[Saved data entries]

┏━━

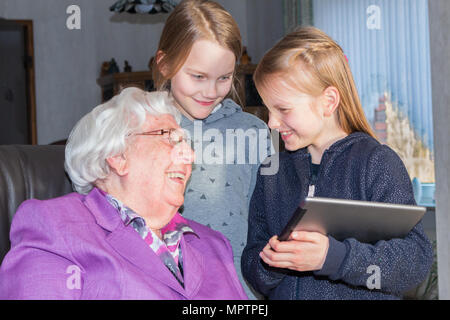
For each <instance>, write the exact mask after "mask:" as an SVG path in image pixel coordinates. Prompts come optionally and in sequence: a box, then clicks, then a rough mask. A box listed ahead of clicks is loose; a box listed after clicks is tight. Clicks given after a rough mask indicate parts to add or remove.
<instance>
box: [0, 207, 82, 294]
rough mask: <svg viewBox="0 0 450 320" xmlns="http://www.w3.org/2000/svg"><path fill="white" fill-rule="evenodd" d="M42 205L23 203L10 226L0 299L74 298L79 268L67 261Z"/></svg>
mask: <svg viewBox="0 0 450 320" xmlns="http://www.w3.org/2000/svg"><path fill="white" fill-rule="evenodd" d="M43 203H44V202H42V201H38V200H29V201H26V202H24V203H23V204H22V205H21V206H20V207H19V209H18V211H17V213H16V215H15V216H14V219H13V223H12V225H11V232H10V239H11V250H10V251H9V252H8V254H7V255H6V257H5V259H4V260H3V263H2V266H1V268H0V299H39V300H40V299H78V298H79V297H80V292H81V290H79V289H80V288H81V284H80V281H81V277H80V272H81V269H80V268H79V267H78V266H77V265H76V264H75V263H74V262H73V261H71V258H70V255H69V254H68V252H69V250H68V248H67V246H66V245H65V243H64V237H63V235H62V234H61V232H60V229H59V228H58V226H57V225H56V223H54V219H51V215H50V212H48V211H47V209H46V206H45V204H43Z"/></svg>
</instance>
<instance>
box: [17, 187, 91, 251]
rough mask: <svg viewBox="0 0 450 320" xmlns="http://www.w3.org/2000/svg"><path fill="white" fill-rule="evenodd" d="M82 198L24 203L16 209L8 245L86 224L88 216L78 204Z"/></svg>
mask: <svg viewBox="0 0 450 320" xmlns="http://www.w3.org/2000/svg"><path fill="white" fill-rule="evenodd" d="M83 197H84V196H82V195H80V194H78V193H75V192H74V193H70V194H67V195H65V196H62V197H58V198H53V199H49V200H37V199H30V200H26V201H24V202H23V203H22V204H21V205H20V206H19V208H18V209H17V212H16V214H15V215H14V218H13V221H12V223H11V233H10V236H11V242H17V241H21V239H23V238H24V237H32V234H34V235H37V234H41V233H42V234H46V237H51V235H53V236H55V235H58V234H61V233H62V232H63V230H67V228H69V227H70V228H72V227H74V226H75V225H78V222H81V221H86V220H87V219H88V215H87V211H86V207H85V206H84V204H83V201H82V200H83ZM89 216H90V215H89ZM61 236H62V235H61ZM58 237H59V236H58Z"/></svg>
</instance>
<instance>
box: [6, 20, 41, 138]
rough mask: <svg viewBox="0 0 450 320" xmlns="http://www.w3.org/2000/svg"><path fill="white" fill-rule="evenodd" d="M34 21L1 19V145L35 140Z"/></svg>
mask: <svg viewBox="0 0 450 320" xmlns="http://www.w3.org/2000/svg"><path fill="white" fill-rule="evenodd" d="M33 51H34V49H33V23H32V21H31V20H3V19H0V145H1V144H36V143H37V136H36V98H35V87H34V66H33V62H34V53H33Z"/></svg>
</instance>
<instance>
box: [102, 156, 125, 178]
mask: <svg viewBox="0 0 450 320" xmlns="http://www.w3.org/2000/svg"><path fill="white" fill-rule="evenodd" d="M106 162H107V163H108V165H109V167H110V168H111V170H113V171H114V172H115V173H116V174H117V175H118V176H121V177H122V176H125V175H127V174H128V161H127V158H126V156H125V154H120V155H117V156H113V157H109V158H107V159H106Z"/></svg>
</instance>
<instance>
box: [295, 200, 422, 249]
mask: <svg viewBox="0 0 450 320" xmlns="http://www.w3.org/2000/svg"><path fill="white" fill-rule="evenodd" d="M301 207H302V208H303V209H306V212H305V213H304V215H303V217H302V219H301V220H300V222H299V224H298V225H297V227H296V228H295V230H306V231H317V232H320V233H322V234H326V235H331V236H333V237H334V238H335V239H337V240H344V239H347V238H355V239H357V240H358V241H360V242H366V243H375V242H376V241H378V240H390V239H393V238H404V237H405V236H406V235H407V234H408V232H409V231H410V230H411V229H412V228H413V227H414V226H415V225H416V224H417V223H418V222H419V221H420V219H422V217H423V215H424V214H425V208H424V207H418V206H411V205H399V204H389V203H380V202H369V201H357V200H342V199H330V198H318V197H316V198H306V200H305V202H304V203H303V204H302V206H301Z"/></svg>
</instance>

┗━━

The data must come back word for word, with every picture removed.

▶ [WORKED SOLUTION]:
For each <instance>, write the exact mask after "mask:" as an SVG path in image pixel coordinates. Prompts come optionally and in sequence: a box, then clicks, then a rough mask. A box listed ahead of clicks is loose; a box listed after clicks is tight. Clicks given after a rough mask indicate parts to add or remove.
<instance>
box: [0, 207, 82, 294]
rough mask: <svg viewBox="0 0 450 320" xmlns="http://www.w3.org/2000/svg"><path fill="white" fill-rule="evenodd" d="M42 205L23 203L10 226L0 299L74 298L79 268L67 261Z"/></svg>
mask: <svg viewBox="0 0 450 320" xmlns="http://www.w3.org/2000/svg"><path fill="white" fill-rule="evenodd" d="M43 203H44V202H42V201H38V200H29V201H26V202H24V203H23V204H22V205H21V206H20V207H19V209H18V211H17V213H16V215H15V216H14V219H13V223H12V225H11V232H10V239H11V250H10V251H9V252H8V254H7V255H6V257H5V259H4V260H3V263H2V266H1V268H0V299H39V300H40V299H78V298H79V297H80V292H81V290H79V289H80V288H81V284H80V281H81V277H80V272H81V269H80V268H79V267H78V266H77V265H76V264H75V263H74V262H73V261H71V258H70V255H69V254H68V252H69V250H68V248H67V246H66V245H65V243H64V237H63V235H62V234H61V232H60V229H59V228H58V226H57V225H56V223H54V219H51V215H50V212H48V211H47V209H46V206H45V204H43Z"/></svg>
</instance>
<instance>
box: [17, 187, 91, 251]
rough mask: <svg viewBox="0 0 450 320" xmlns="http://www.w3.org/2000/svg"><path fill="white" fill-rule="evenodd" d="M82 198L24 203L16 209L8 245L86 224L88 216L78 204Z"/></svg>
mask: <svg viewBox="0 0 450 320" xmlns="http://www.w3.org/2000/svg"><path fill="white" fill-rule="evenodd" d="M83 197H84V196H82V195H80V194H78V193H75V192H74V193H70V194H67V195H65V196H62V197H58V198H53V199H49V200H37V199H30V200H26V201H24V202H23V203H22V204H21V205H20V206H19V208H18V209H17V212H16V214H15V215H14V218H13V221H12V223H11V233H10V236H11V242H17V241H21V239H23V238H24V237H32V234H34V235H37V234H41V233H42V234H46V237H51V235H53V236H55V235H58V234H61V233H62V232H63V230H67V228H69V227H70V228H72V227H74V226H75V225H78V222H81V221H86V220H87V219H88V215H87V211H86V207H85V206H84V204H83V201H82V200H83ZM89 216H90V215H89ZM61 236H62V235H61ZM58 237H59V236H58Z"/></svg>
</instance>
<instance>
box: [6, 20, 41, 138]
rough mask: <svg viewBox="0 0 450 320" xmlns="http://www.w3.org/2000/svg"><path fill="white" fill-rule="evenodd" d="M34 21L1 19V145L35 140Z"/></svg>
mask: <svg viewBox="0 0 450 320" xmlns="http://www.w3.org/2000/svg"><path fill="white" fill-rule="evenodd" d="M33 51H34V49H33V23H32V21H31V20H3V19H0V145H1V144H36V143H37V136H36V98H35V87H34V66H33V62H34V53H33Z"/></svg>
</instance>
<instance>
box: [102, 156, 125, 178]
mask: <svg viewBox="0 0 450 320" xmlns="http://www.w3.org/2000/svg"><path fill="white" fill-rule="evenodd" d="M106 162H107V163H108V165H109V167H110V168H111V170H113V171H114V172H115V173H116V174H117V175H118V176H121V177H122V176H125V175H127V174H128V161H127V158H126V156H125V154H120V155H117V156H113V157H109V158H107V159H106Z"/></svg>
</instance>
<instance>
box: [295, 200, 422, 249]
mask: <svg viewBox="0 0 450 320" xmlns="http://www.w3.org/2000/svg"><path fill="white" fill-rule="evenodd" d="M301 207H302V208H303V209H306V212H305V213H304V215H303V217H302V219H301V220H300V222H299V224H298V225H297V227H296V228H295V230H306V231H317V232H320V233H322V234H326V235H331V236H333V237H334V238H335V239H337V240H344V239H347V238H355V239H357V240H358V241H360V242H366V243H375V242H376V241H378V240H390V239H393V238H404V237H405V236H406V235H407V234H408V232H409V231H410V230H411V229H412V228H413V227H414V226H415V225H416V224H417V223H418V222H419V221H420V219H422V217H423V215H424V214H425V208H424V207H418V206H411V205H399V204H389V203H380V202H369V201H357V200H342V199H330V198H318V197H316V198H306V200H305V202H304V203H303V204H302V206H301Z"/></svg>
</instance>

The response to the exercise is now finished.